## Records shown
========

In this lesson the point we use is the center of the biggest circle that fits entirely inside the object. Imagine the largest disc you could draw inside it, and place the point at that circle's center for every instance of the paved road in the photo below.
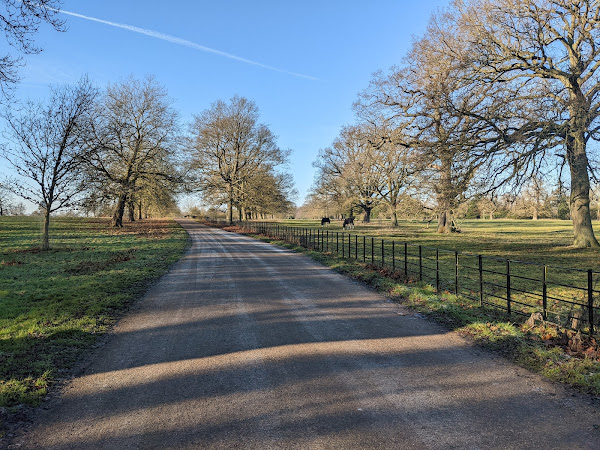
(245, 345)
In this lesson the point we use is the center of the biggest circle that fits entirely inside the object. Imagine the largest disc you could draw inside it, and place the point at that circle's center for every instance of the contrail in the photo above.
(176, 40)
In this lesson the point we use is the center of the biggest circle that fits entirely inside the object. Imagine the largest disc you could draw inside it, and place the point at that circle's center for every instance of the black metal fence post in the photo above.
(508, 306)
(480, 258)
(372, 250)
(456, 273)
(591, 301)
(364, 249)
(420, 263)
(437, 270)
(544, 293)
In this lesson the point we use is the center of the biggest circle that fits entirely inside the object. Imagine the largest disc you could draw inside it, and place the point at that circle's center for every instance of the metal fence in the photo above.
(564, 296)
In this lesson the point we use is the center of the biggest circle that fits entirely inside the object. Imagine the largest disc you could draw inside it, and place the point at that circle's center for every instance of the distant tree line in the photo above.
(122, 152)
(495, 95)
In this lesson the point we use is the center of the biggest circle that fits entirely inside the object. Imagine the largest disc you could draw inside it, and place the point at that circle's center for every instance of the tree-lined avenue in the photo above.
(244, 344)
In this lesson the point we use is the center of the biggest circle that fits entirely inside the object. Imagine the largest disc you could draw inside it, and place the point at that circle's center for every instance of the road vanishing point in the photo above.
(247, 345)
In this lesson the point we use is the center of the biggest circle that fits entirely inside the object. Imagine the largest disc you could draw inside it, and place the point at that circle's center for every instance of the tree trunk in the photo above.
(131, 210)
(445, 222)
(445, 194)
(583, 234)
(394, 218)
(46, 232)
(229, 203)
(117, 220)
(367, 217)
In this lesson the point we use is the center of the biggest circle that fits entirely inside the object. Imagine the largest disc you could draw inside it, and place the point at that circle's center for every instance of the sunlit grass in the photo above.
(556, 353)
(54, 304)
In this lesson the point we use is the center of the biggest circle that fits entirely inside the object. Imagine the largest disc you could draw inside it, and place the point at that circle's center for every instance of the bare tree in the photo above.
(45, 147)
(20, 20)
(5, 200)
(549, 50)
(230, 146)
(134, 140)
(346, 171)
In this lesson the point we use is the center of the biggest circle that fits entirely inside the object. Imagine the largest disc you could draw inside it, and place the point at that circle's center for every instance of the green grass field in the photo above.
(541, 260)
(54, 304)
(559, 354)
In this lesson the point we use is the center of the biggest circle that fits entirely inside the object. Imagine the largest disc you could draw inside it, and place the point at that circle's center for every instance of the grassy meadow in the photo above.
(539, 241)
(54, 304)
(557, 353)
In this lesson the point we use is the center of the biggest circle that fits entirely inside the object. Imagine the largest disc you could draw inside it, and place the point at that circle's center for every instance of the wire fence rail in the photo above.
(564, 296)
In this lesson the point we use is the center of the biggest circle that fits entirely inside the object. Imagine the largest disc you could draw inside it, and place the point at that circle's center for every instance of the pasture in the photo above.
(540, 241)
(54, 304)
(543, 275)
(559, 354)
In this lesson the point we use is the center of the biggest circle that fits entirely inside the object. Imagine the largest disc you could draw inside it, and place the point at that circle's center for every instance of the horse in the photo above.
(348, 223)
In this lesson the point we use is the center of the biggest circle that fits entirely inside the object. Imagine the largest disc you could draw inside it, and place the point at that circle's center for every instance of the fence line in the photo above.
(505, 284)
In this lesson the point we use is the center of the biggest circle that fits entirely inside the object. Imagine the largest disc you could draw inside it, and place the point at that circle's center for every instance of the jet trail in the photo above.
(179, 41)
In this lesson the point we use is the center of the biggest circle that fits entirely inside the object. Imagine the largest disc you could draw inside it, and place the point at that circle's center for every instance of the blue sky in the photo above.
(324, 53)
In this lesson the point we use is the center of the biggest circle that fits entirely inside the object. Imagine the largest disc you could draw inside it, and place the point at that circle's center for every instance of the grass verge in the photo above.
(555, 353)
(54, 304)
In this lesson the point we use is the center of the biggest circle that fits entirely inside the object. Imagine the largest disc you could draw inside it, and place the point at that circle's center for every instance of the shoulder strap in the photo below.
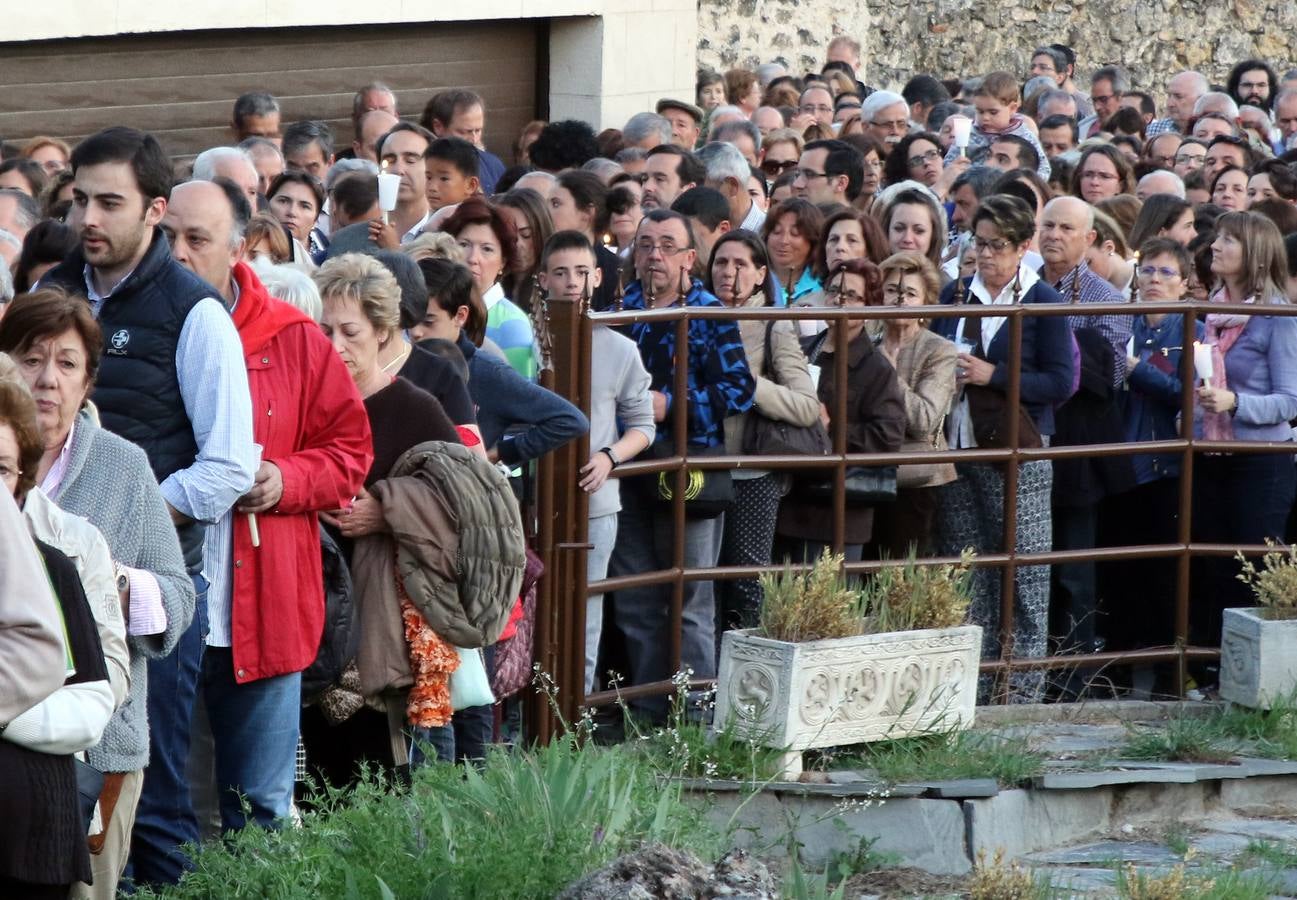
(767, 366)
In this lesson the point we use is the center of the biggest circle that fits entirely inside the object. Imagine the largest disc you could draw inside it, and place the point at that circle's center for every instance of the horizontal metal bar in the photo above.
(982, 560)
(930, 311)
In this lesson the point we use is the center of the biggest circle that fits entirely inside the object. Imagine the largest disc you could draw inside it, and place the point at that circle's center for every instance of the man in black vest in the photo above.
(171, 380)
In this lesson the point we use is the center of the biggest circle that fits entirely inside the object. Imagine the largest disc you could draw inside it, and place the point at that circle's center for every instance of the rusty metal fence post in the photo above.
(563, 525)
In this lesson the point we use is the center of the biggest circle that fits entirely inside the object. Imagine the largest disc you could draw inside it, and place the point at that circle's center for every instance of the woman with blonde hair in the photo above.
(1249, 396)
(925, 372)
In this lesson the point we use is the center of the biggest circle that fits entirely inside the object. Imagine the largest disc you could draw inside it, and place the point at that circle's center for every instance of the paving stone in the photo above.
(1108, 852)
(1256, 829)
(1197, 770)
(1254, 767)
(1219, 844)
(1078, 781)
(1081, 879)
(963, 789)
(1275, 795)
(1021, 821)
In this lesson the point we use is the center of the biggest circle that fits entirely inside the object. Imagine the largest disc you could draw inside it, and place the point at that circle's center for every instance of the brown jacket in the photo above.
(925, 371)
(876, 423)
(459, 554)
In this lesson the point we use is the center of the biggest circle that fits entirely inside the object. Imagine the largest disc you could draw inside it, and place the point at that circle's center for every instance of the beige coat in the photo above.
(787, 393)
(925, 370)
(33, 658)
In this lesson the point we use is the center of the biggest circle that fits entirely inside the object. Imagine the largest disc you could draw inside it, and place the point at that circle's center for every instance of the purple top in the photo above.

========

Repeat, word for word, every line from the line that contains "hair in the photo above." to the end of the entries; include both of those lines and no others.

In this lesson the point we use is the center of the biggest circle that fits entirely inside the object. Imagine the largest disc you could draw inside it, and place the point at that circle's center for every instance of the woman with blonde hair in the photo above.
(1249, 396)
(925, 372)
In this lesson the point we use is the center of the biggest circle that fits entirely inside the object. Imagine the largest disc you could draw inside it, and place the point at that circle's center for every instance of the paving stone in the photo above.
(1108, 852)
(1256, 829)
(1197, 770)
(1254, 767)
(1219, 844)
(1078, 781)
(1081, 879)
(963, 789)
(1275, 795)
(1021, 821)
In this lesson the point we use is the center of the biggest circle that fits entirely inside the object. Imagine the largest disc you could draw inside it, and place the point at that circle's center for every instance of the brown jacket in the photo above.
(925, 371)
(876, 423)
(459, 554)
In this lesson the point we use is the center of the biggest circle that fits entirely inside the object. Imagine the largest disc you could draw inside it, and place the point at that circle's center for every instance of the beige coat in the photo above.
(787, 393)
(925, 370)
(33, 658)
In this lesson the point we use is the center of the biggest circle that fits entirely inside the object. Imagine the largest disc you could draw inside it, and place the point at that circle's center for every instance of the purple top in the photo above.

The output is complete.